:: SUPPLIED TEXT ::
As all decision‐analytic modeling studies, our decision analysis has several limitations that are important to consider when interpreting results. As depicted already in the title, this is early‐stage health economic evaluation, referring to the fact that clinical benefits are not derived from mature randomised control trials but from observational before‐after analyses. Such data can suffer from inadequate control of unmeasured confounding variables, inability to control for temporal changes, and regression towards the mean. Therefore, causal inference and direction and magnitude of those biases are not possible to determine at the current stage, and there is a clear need for further research, since already depicted transition probabilities are sourced from different studies and fixed over time (time‐invariant). Although this is biasing both arms equally, there is a need for calculation of more precise and time‐dependent estimates. Modelling and simulation have inherent limitations in that they are the only approximations of reality, and therefore, some essential relations (known or unknown) can affect results. In general, there is also a need to model the recurrence of the wound as an essential aspect of wound natural history. However, due to the lack of available data, we did not include this vital health state in our model. Finally, some of the used sources including studies for HRQoL and clinical trials for SAP are conducted in the United Kingdom and maybe not representative for current German practice. Good correspondence of our cost estimates with other studies can be seen as a clear indicator that those limitations do not deviate results dramatically. However, decision‐makers and users should take them into account.

5. CONCLUSIONS

Based on this cost‐effectiveness analysis, using SAP instead of current dressings mix for the SoC of patients with moderate‐to‐highly exuding leg ulcers in Germany can lead to an improved healing rate of 2.57% (benefit ratio 1.08), improved HRQoL of 0.152 QALWs, and total direct cost savings for the statutory health insurance of €771 per patient during 6 months. Further research is needed to confirm the findings from current early‐stage health economic assessment.

CONFLICT OF INTERESTS

Vladica M. Velickovic and TG are employees of HARTMANN GROUP.

AUTHOR CONTRIBUTIONS

Vladica M. Velickovic researched literature, conceptualised the study, and conducted analyses. Vladica M. Velickovic and Thomas Godfrey wrote the first draft of the manuscript. Mate Szilcz, Zoran Milošević, and Uwe Siebert were involved in protocol development, concept, and method validations. All authors reviewed and edited the manuscript and approved the final version of the manuscript.

Supporting information

Appendix S1: Supporting information

Veličković VM, Szilcz M, Milošević Z, Godfrey T, Siebert U. Cost‐effectiveness analysis of superabsorbent wound dressings in patients with moderate‐to‐highly exuding leg ulcers in Germany. Int Wound J. 2022;19(2):447–459. 10.1111/iwj.13645

DATA AVAILABILITY STATEMENT

The data that supports the findings of this study are available in the supplementary material of this article.
:::
:: RECORDS PROVIDED ::
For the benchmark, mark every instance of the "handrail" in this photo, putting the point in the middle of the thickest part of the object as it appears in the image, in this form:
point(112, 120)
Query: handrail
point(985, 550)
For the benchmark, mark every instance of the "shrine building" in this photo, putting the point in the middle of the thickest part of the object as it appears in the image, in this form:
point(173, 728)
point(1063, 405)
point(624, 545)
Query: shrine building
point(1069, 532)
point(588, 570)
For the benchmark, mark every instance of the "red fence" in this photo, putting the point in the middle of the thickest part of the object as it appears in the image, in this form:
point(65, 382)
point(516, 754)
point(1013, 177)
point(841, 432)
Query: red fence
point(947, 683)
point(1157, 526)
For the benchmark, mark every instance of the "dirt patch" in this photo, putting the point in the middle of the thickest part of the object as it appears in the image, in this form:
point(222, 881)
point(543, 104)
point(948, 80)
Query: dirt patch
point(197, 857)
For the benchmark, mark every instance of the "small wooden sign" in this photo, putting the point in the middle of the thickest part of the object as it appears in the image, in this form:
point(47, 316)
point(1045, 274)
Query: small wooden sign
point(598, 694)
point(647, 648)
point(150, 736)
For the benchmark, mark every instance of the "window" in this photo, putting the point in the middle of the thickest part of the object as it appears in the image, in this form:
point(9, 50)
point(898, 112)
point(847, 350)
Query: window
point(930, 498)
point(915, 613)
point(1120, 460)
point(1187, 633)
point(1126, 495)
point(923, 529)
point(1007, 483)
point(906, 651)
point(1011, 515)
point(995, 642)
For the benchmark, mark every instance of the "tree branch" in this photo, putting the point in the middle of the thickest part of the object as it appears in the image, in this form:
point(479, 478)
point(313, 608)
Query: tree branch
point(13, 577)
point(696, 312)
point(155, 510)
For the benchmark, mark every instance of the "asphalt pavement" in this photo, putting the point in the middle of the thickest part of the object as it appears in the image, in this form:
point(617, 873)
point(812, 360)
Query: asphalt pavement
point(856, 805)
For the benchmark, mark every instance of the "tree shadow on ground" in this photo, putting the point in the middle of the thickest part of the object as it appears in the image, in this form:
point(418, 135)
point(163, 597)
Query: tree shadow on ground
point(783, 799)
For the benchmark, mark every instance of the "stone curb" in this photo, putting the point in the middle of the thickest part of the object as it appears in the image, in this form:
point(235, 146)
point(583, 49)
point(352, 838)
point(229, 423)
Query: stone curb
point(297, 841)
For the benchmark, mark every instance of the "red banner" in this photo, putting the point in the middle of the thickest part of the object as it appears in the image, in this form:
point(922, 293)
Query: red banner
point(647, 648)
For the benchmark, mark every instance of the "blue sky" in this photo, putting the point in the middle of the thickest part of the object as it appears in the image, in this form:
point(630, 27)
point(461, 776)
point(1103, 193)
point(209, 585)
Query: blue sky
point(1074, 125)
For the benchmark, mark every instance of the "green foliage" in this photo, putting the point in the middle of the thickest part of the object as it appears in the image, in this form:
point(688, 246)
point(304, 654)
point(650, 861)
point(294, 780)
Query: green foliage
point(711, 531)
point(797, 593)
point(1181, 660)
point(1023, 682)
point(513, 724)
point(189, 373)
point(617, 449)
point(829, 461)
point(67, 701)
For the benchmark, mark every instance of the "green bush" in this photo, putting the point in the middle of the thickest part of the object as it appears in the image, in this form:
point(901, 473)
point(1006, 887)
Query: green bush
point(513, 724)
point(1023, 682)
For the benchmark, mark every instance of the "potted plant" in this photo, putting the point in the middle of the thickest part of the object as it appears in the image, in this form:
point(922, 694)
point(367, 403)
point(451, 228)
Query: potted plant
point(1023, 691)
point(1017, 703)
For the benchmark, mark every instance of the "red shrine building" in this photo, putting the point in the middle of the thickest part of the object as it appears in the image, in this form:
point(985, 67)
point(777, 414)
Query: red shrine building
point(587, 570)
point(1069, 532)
:::
TASKS FOR THIS EXERCISE —
[a] Print the stretch from "Vladica M. Velickovic researched" through "version of the manuscript." in the superabsorbent dressing excerpt.
[b] According to the superabsorbent dressing excerpt, which health state was left out of the model because of a lack of available data?

TASK-BY-TASK ANSWERS —
[a]
Vladica M. Velickovic researched literature, conceptualised the study, and conducted analyses. Vladica M. Velickovic and Thomas Godfrey wrote the first draft of the manuscript. Mate Szilcz, Zoran Milošević, and Uwe Siebert were involved in protocol development, concept, and method validations. All authors reviewed and edited the manuscript and approved the final version of the manuscript.

[b] The recurrence of the wound.